__Exercise brief__
Only the lines from the one containing "the woman's hand?" through the last line below should be written out, exactly and with both ends kept.

__Records for the task__

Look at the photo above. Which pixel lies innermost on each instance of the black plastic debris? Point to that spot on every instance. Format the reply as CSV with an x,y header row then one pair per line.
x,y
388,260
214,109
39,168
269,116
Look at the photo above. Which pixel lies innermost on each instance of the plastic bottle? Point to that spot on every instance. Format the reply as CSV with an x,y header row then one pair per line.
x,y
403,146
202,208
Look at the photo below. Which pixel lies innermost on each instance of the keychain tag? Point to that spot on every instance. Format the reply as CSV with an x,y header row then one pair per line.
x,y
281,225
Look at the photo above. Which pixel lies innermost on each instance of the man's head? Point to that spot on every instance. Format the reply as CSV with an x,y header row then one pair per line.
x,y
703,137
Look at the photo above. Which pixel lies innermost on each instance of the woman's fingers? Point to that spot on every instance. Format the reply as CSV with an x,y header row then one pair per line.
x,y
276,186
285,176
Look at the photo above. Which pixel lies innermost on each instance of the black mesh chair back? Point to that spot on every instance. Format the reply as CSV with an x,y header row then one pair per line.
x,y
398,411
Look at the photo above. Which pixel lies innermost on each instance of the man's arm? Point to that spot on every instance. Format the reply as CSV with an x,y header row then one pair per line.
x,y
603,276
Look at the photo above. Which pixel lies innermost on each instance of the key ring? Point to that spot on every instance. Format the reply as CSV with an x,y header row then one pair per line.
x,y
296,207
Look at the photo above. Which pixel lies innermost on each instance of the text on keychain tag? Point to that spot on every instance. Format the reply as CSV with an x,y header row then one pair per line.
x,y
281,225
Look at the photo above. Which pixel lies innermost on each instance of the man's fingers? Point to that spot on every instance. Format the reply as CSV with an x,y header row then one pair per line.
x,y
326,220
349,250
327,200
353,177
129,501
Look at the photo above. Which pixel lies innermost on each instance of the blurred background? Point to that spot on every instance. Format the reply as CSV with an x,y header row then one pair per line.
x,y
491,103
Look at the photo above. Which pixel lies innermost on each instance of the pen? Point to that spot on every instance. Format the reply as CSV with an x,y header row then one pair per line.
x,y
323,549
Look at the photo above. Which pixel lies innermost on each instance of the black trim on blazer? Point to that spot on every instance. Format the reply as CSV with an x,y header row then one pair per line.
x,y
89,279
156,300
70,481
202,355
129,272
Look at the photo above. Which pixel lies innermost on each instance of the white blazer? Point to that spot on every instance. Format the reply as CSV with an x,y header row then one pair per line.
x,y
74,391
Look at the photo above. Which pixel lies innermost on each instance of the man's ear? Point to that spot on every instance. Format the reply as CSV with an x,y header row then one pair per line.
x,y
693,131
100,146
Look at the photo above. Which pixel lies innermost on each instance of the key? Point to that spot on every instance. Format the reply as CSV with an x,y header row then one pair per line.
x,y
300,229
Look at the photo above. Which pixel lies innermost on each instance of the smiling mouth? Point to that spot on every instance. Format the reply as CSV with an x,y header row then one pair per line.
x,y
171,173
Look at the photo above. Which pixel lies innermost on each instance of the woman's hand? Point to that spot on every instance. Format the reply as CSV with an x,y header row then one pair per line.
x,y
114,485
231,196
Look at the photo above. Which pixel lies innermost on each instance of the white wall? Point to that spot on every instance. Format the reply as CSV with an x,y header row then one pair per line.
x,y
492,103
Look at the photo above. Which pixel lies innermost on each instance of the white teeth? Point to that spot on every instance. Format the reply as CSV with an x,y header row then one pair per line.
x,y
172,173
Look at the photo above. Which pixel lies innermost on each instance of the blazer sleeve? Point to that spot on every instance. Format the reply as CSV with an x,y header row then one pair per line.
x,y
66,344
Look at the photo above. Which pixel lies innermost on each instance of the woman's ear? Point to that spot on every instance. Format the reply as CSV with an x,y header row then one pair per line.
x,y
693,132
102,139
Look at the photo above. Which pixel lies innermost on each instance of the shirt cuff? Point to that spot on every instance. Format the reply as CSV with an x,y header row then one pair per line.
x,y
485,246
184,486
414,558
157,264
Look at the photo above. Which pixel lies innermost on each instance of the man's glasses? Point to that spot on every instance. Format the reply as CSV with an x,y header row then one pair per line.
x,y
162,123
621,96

__Solution__
Look at the photo above. Which pixel lies innermost on each instance of the woman's hand? Point to that spot on every instance. Format the reply as CSV with an x,y header row then one pair per line.
x,y
114,485
231,196
Look at the photo above. Which pixel lies innermost on each instance of the white wall? Point to that spot on every instance. Format the reply as CSV with an x,y header row then one pair per line.
x,y
492,103
Look at the photo above. Which pixel lies innermost on each instance of the white teeth? Point to that spot on every instance. Format the reply as CSV with an x,y header row then one pair per line.
x,y
172,173
Look at the photo above. Which pixel lies innermost on each instance of the blazer sleeve? Point to that spot on every instance. Format the reply as CSV with an x,y header row then one pair per line.
x,y
66,344
Look at the photo above. Which pixel lies innermost on each instance of the woman's ear? Point to that spot on every instance. Format the reply as CSV with an x,y header row then one pair per line.
x,y
693,132
102,139
Look at the photo above. Which pixel lies innermost on each instance of the shirt cuff? Point to that spot on every instance. Format the reply as CSV with an x,y header row then one pair per line.
x,y
485,246
184,486
414,558
157,264
Look at the photo above. Which pixel lies innermost on each instance of the man's glasses? Point to that spot on every instance. Format the reply as CSV with an x,y header row then one pair per line.
x,y
162,123
621,96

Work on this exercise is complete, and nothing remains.